* Task item *
Can you continue the hockey forum thread below about Slaf's low shot totals, picking up right after its last sentence?

* Text excerpt *
○ ○ ○ ○ ○
Captain Mountain
Formerly Captain Wolverine
- Jun 6, 2010
- 21,144
- 15,288
There’s certainly a developing scoresheet problem. Successful pass first forwards that are comparatively not great goalscorers like Getzlaf and Huberdeau shoot 2x more than Slaf. That’s from Day 1 and throughout their careers.
A typical good scoring season for Getzlaf was 20 to 25 goals. Is Slaf going to plateau at 10 to 15 goal/ seasons but help in other aspects of the game? There’s really no comparable that I could find of a successful NHL forward that chose passes over shots at such an extreme level. I’m open minded. Maybe Slaf‘s a whole new bread of extreme playmaking forward? Or maybe someone can find another NHL precedent?
Do you mind providing some support for these claims? Because it doesn't really make much sense. Per most stats from the NHL and looking at D+2 stats, Slaf is off Huberdeau's 5v5 s/60 pace by 1 and is ahead of Huberdeau's PP s/60 pace. Getzlaf actually shot around the same amount 5v5, but he had an active role on the PP
The other obvious example just off the top of my head is Thornton, who almost never shot the puck. But I don't think there's a scoresheet problem, but rather that there's a scoresheet symptom.
○ ○ ○ ○ ○
* Data provided *
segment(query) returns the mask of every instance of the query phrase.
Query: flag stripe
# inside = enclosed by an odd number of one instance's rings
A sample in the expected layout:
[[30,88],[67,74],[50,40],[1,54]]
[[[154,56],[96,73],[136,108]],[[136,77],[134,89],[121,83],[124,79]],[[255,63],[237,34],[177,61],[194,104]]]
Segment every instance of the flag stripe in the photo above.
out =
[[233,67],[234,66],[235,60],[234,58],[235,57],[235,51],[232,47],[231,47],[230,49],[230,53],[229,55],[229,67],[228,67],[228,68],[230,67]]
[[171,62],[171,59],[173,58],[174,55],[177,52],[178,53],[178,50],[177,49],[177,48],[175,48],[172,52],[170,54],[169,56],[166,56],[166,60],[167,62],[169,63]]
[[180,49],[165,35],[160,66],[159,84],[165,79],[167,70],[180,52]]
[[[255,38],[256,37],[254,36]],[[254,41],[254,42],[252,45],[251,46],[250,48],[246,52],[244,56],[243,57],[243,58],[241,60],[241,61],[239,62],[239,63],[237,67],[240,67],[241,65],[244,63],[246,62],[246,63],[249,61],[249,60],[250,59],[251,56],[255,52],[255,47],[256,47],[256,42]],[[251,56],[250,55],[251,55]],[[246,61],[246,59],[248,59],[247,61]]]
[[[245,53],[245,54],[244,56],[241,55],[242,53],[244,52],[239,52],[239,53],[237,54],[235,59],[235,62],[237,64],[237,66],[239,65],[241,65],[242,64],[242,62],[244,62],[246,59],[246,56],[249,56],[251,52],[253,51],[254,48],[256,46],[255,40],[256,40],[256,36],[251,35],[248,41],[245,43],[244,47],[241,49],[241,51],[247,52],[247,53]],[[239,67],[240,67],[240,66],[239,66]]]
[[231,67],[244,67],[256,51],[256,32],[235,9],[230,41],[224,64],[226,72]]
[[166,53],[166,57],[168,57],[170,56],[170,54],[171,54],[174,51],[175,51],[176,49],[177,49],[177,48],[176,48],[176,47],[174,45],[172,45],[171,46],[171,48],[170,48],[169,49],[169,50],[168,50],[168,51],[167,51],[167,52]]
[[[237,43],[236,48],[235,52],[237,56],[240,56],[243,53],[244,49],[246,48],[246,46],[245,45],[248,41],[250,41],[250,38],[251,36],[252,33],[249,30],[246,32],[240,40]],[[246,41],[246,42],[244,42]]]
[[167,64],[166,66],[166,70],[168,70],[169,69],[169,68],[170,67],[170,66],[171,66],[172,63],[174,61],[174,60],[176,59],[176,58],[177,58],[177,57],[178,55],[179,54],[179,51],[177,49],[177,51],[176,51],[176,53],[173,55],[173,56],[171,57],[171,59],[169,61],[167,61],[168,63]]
○ ○ ○ ○ ○
* Written answer *
I think the biggest problem with Slaf is that he's struggled to adjust to the NHL pace (both in terms of the QoC and smaller ice surface). There have been improvements, but that pace issue is why he doesn't shoot as much and will defer to pass more than he probably should (takes to long to decide if he's going to shoot or not, which means the window is lost and he needs to pass), why his shot selection isn't the best, why he sometimes struggles with keeping his feet moving, etc. There have been improvements though and I'm not sure if its a toolbox issue or an experience one.